╭─ The data
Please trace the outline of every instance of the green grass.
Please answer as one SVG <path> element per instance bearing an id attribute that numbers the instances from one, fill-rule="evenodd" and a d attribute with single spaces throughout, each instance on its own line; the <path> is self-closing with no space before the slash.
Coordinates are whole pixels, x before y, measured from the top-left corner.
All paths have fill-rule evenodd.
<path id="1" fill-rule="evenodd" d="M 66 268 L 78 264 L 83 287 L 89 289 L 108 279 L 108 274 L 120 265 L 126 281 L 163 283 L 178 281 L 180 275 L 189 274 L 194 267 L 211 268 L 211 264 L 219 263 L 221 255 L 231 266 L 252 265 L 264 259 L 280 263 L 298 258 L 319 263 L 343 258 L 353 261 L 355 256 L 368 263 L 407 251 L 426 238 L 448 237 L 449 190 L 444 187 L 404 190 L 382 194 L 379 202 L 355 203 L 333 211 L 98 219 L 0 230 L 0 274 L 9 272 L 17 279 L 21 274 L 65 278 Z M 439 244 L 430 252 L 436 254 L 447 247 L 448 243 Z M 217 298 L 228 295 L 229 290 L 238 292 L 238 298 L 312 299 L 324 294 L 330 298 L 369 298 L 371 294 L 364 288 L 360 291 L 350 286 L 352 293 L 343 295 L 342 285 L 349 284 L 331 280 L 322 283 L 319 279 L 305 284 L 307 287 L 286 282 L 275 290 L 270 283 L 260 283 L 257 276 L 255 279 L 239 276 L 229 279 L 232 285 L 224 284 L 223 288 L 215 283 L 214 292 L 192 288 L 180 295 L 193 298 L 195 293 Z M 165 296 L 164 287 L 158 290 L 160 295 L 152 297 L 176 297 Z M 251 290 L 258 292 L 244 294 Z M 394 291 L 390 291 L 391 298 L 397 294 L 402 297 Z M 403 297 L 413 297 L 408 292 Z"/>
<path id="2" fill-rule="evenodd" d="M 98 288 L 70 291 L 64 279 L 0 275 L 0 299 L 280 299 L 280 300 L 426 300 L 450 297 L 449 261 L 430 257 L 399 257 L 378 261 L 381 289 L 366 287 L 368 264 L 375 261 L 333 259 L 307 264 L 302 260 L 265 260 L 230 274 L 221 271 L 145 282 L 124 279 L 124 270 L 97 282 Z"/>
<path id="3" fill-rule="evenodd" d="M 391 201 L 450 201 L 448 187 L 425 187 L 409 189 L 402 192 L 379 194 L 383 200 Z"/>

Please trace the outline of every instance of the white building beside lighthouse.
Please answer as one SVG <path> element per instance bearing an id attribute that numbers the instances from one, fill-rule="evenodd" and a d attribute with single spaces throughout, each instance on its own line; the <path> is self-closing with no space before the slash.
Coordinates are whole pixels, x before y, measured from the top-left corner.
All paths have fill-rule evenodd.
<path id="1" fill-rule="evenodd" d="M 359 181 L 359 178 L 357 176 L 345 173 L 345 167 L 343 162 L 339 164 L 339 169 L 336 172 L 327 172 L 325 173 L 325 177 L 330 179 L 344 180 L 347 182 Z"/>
╰─
■ Work to complete ■
Copy every line of the records above that contains "trace".

■ Result of this exercise ■
Please trace the outline of every instance of the green grass.
Please trace the outline of every instance of the white building beside lighthouse.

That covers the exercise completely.